*Exercice proposé A*
Recopiez à l'identique le passage de l'extrait sur les exportations d'animaux vivants qui commence par « En Australie, le » et se poursuit jusqu'à « commerce international australien. ».

*Extrait fourni*
......
7 Monde. Transports d’animaux vivants. Les conditions souvent abominables dans lesquelles s’effectue cette activité-clé du commerce international d’animaux qu’est le transport international d’animaux vivants ont été à plusieurs reprises dénoncées dans cette chronique43. L’année 2024 démontre que ces souffrances ne sont pas une fatalité : le 20 mai 2024, le Royaume-Uni a définitivement adopté son Animal Welfare (Livestock Exports) Act, interdisant sous peine de sanctions l’exportation d’animaux vivants aux fins d'abattage (ou d’engraissement avant abattage) en dehors des îles britanniques, depuis ou à travers la Grande-Bretagne. L'interdiction vise différentes catégories de mammifères (bovins, chevaux, moutons, chèvres, porcs et sangliers) ; elle ne concerne pas les volailles. Les exportations d'animaux vivants restent possibles dans certaines circonstances, notamment pour les exportations destinées à la reproduction et à l’élevage. Les importations vers les îles britanniques ne sont pas visées, mais celles réalisées aux fins d’abattage seraient, selon le dossier législatif, statistiquement marginales. L’entrée en vigueur de certaines dispositions (les sections 1 et 5) est reportée à une date définie par décrets ministériels. La Grande-Bretagne rejoint ainsi la Nouvelle-Zélande et l’Australie au nombre des pays ayant adopté une interdiction de ce type.

En Nouvelle-Zélande, le Animal Welfare Amendment Act 2022, entré en vigueur en avril 2023, amende le Animal Welfare Act 1999 pour interdire l’exportation de certains mammifères vivants par mer. Si la portée de l’interdiction est plus limitée que celle du droit anglais en ce qu’elle ne vise que le transport par mer et un nombre plus limité d’espèces, elle est en revanche plus large en ce qu’elle ne distingue pas en fonction de l’objectif poursuivi – élevage ou abattage – dans le cadre de l’exportation. Or ces éléments ont une grande importance pratique, et leurs conséquences doivent être comprises tant du monde politique de la société civile. Ainsi, en Nouvelle-Zélande, l’application de l’interdiction sans considération de l’objectif de l’exportation pourrait être prochainement remise en cause. Le gouvernement de coalition actuellement au pouvoir a annoncé en novembre 2024 travailler à une réinstauration partielle du droit d’exporter les animaux vivants aux fins d’élevage, en imposant cependant de nouvelles exigences pour les exportateurs en matière d'identification des risques et de gestion du bien-être des animaux tout au long du voyage.

En Australie, le Export Control Amendment (Ending Live Sheep Exports by Sea) Bill 2024, amendant le Export Control Act 2020 et entré en vigueur le 10 juillet 2024, mettra fin aux exportations de moutons vivants par mer depuis l’Australie à compter du 1er mai 2028, des mesures de transition étant mises en œuvre dans l’intervalle. Là encore, la portée de la législation reste réduite, puisqu’elle concerne le seul transport par mer, d’une seule espèce, pesant il est vrai lourd dans le commerce international australien.
......
*Exercice proposé B*
Reprenez toutes les lignes de données ci-dessous en substituant « place one point » à chaque occurrence de « pin one keypoint », sans rien modifier d'autre.
......
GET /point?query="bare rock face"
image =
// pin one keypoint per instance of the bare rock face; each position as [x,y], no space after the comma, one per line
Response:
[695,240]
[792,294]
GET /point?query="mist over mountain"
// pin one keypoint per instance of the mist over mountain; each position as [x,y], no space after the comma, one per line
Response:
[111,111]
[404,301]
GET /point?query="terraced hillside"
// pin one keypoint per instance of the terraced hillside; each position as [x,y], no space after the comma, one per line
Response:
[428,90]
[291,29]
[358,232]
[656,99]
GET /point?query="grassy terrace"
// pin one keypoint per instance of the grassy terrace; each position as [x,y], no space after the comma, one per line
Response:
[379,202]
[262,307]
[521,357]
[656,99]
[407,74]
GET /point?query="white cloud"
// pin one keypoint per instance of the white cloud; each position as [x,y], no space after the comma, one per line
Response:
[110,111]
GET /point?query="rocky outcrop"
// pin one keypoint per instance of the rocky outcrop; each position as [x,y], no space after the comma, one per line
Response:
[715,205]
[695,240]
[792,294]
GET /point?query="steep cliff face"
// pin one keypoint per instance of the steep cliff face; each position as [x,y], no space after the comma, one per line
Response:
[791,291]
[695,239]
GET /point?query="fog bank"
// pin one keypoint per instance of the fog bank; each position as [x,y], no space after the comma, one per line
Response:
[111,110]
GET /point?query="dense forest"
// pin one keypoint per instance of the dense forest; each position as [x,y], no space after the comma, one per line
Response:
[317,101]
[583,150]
......
*Solution rédigée A*
En Australie, le Export Control Amendment (Ending Live Sheep Exports by Sea) Bill 2024, amendant le Export Control Act 2020 et entré en vigueur le 10 juillet 2024, mettra fin aux exportations de moutons vivants par mer depuis l’Australie à compter du 1er mai 2028, des mesures de transition étant mises en œuvre dans l’intervalle. Là encore, la portée de la législation reste réduite, puisqu’elle concerne le seul transport par mer, d’une seule espèce, pesant il est vrai lourd dans le commerce international australien.

*Solution rédigée B*
GET /point?query="bare rock face"
image =
// place one point per instance of the bare rock face; each position as [x,y], no space after the comma, one per line
Response:
[695,240]
[792,294]
GET /point?query="mist over mountain"
// place one point per instance of the mist over mountain; each position as [x,y], no space after the comma, one per line
Response:
[111,111]
[404,301]
GET /point?query="terraced hillside"
// place one point per instance of the terraced hillside; each position as [x,y], no space after the comma, one per line
Response:
[428,90]
[291,29]
[358,232]
[656,99]
GET /point?query="grassy terrace"
// place one point per instance of the grassy terrace; each position as [x,y], no space after the comma, one per line
Response:
[379,202]
[262,307]
[521,357]
[656,99]
[407,74]
GET /point?query="white cloud"
// place one point per instance of the white cloud; each position as [x,y], no space after the comma, one per line
Response:
[110,111]
GET /point?query="rocky outcrop"
// place one point per instance of the rocky outcrop; each position as [x,y], no space after the comma, one per line
Response:
[715,205]
[695,240]
[792,294]
GET /point?query="steep cliff face"
// place one point per instance of the steep cliff face; each position as [x,y], no space after the comma, one per line
Response:
[791,291]
[695,239]
GET /point?query="fog bank"
// place one point per instance of the fog bank; each position as [x,y], no space after the comma, one per line
Response:
[111,110]
GET /point?query="dense forest"
// place one point per instance of the dense forest; each position as [x,y], no space after the comma, one per line
Response:
[317,101]
[583,150]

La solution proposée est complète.